* [PROBLEM]: Using the entries that follow, give only the number of lines with the word "below" in them.

** Opening DATA EXCERPTS block **

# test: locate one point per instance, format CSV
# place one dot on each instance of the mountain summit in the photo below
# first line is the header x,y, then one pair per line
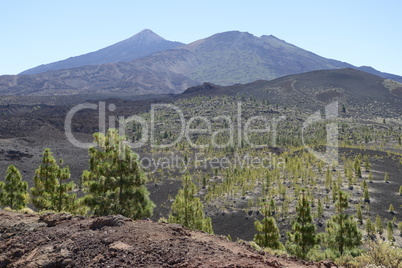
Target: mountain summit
x,y
142,44
148,64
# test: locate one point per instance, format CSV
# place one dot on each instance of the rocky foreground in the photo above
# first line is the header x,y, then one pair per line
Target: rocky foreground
x,y
61,240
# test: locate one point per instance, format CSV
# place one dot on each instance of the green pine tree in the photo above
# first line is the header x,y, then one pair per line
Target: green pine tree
x,y
359,214
366,195
391,209
267,232
115,182
370,228
45,182
14,191
303,236
188,210
342,231
50,191
378,225
386,177
390,232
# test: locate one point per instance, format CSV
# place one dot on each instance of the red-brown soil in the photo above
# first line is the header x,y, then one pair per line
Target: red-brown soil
x,y
61,240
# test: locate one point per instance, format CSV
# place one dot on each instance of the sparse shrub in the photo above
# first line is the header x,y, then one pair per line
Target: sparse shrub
x,y
267,232
188,210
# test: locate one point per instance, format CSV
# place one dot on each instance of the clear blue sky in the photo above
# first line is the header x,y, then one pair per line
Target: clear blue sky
x,y
359,32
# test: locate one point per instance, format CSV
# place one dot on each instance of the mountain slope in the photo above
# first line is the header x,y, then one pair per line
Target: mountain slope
x,y
142,44
362,93
238,57
225,59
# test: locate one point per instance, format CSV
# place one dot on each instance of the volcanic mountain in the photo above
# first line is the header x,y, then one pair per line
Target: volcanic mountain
x,y
225,59
142,44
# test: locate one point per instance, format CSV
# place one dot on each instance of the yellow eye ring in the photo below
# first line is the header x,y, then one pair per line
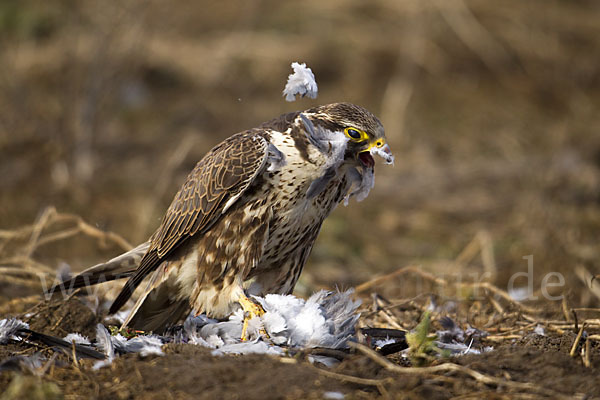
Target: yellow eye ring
x,y
356,135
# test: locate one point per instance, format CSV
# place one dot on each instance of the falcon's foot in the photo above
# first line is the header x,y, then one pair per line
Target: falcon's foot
x,y
251,310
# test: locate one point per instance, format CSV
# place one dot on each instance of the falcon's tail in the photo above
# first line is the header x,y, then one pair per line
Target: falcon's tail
x,y
122,266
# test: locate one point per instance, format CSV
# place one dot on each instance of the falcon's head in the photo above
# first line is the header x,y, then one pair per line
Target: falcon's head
x,y
362,131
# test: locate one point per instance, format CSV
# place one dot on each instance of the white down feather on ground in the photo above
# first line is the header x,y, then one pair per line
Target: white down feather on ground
x,y
326,319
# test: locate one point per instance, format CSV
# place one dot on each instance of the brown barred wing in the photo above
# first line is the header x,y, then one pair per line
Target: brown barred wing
x,y
216,182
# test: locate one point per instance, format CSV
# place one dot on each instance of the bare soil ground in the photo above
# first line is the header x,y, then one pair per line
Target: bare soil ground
x,y
491,110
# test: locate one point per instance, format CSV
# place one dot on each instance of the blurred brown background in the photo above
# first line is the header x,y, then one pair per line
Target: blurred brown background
x,y
491,109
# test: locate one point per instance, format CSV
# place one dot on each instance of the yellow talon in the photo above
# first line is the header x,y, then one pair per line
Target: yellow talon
x,y
251,310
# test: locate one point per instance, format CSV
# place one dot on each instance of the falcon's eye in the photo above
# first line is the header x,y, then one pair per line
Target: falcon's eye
x,y
355,134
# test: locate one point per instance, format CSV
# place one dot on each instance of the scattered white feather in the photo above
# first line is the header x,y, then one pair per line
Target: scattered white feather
x,y
77,338
144,345
302,82
255,347
104,344
9,328
539,330
324,320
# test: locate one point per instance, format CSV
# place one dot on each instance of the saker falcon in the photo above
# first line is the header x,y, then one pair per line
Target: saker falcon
x,y
247,216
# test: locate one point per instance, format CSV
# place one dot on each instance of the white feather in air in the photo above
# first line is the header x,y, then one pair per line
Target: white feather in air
x,y
301,82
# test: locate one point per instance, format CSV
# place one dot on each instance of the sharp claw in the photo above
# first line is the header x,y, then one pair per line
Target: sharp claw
x,y
251,310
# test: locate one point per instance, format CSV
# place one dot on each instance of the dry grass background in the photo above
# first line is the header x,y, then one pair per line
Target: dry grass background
x,y
490,108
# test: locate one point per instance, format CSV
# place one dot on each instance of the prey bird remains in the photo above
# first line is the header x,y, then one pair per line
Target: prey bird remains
x,y
247,216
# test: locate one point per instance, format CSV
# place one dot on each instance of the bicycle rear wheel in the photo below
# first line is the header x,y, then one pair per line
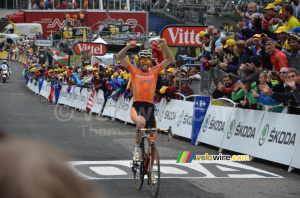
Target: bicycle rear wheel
x,y
138,174
154,172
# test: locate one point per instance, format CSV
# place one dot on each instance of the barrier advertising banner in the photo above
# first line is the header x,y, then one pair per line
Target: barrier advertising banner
x,y
63,96
98,102
277,140
167,114
184,119
81,104
110,106
123,112
201,104
242,130
296,159
215,122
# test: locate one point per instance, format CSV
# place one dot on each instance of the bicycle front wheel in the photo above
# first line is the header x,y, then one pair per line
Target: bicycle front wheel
x,y
154,174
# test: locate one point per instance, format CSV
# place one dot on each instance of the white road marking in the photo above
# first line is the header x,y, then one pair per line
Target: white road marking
x,y
97,170
108,170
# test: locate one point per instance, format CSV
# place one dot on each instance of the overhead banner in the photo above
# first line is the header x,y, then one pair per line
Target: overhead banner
x,y
242,130
96,49
277,140
181,35
98,102
184,119
201,104
215,123
43,43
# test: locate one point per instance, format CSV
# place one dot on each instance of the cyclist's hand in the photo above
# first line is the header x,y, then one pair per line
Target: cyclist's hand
x,y
162,41
131,44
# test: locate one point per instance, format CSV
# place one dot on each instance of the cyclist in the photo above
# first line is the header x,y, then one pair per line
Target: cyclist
x,y
144,83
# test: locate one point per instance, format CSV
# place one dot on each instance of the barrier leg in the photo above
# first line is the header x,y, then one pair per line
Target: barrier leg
x,y
290,169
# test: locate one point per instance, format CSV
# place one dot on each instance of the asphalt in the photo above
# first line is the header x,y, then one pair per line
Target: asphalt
x,y
92,138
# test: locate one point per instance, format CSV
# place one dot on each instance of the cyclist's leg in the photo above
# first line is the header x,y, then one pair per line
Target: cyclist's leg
x,y
140,123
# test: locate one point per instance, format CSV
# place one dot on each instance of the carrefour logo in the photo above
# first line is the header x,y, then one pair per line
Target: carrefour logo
x,y
162,113
231,129
206,123
181,116
263,135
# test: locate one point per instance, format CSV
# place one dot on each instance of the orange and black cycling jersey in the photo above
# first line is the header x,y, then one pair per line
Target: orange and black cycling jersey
x,y
144,83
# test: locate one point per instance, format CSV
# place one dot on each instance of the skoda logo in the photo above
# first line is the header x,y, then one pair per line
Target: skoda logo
x,y
181,116
162,113
263,135
206,123
231,129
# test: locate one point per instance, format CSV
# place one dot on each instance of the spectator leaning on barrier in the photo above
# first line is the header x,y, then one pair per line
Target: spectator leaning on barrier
x,y
252,8
224,89
278,58
265,100
286,98
295,47
254,66
287,15
270,15
296,8
216,34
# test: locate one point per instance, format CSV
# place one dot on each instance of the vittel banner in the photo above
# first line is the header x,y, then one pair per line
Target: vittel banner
x,y
278,137
214,125
182,35
242,130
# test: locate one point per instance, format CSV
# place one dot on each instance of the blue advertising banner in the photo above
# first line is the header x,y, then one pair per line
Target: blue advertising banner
x,y
201,104
41,81
56,91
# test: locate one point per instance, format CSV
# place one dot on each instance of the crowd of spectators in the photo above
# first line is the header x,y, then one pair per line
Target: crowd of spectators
x,y
264,59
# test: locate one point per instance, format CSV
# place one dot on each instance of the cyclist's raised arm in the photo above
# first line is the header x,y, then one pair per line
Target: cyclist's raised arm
x,y
170,57
121,54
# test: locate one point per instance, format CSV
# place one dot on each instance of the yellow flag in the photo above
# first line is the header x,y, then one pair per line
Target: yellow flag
x,y
84,36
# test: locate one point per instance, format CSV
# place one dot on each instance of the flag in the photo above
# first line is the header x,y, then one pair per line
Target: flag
x,y
59,57
90,102
185,157
50,97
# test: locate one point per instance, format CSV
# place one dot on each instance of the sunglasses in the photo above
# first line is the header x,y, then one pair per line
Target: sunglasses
x,y
145,61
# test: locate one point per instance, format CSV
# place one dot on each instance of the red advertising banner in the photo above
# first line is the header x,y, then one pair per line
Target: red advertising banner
x,y
133,18
96,49
53,20
185,36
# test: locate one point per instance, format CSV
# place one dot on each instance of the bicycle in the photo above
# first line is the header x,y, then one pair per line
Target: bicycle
x,y
149,164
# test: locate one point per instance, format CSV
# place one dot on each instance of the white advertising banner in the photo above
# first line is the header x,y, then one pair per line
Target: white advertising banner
x,y
35,86
168,112
98,102
81,104
75,97
158,107
110,107
184,119
278,137
215,123
43,90
296,159
63,96
123,111
242,130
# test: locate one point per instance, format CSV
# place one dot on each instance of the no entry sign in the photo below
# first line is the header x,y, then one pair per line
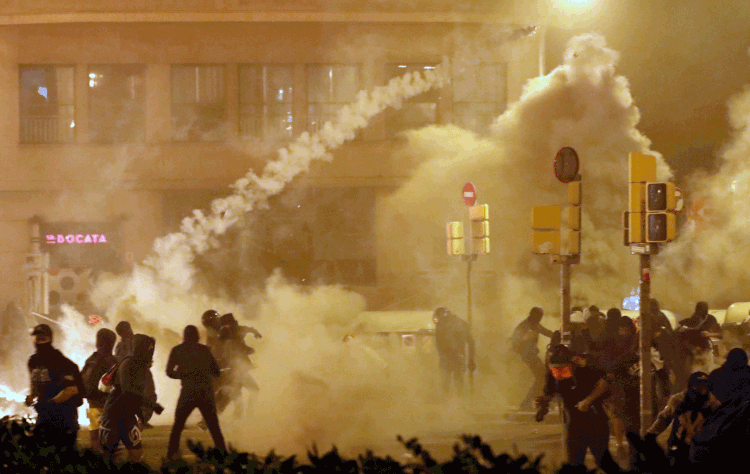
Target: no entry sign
x,y
469,194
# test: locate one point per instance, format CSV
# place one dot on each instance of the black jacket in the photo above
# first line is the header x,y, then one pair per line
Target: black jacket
x,y
132,379
96,365
193,364
51,372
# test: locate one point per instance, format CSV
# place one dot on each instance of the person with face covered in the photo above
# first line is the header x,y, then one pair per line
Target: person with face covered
x,y
525,342
124,348
123,407
455,349
686,411
731,382
195,367
95,367
56,393
581,385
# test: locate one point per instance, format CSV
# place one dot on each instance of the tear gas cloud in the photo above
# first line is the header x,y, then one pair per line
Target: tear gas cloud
x,y
709,260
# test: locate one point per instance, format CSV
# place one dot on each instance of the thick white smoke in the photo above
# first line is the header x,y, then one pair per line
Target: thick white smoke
x,y
709,259
584,104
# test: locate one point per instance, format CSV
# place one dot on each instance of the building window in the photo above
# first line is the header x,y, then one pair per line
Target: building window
x,y
266,101
117,103
329,87
46,104
198,103
415,112
479,95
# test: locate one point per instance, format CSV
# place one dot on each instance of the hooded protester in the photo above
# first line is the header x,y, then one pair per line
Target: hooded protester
x,y
210,321
97,365
731,382
56,393
701,320
525,342
124,403
455,349
687,411
581,385
195,367
124,348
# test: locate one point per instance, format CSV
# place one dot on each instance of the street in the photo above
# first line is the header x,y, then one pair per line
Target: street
x,y
504,436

** Closing DATA EXCERPTS block **

* [RESULT]: 4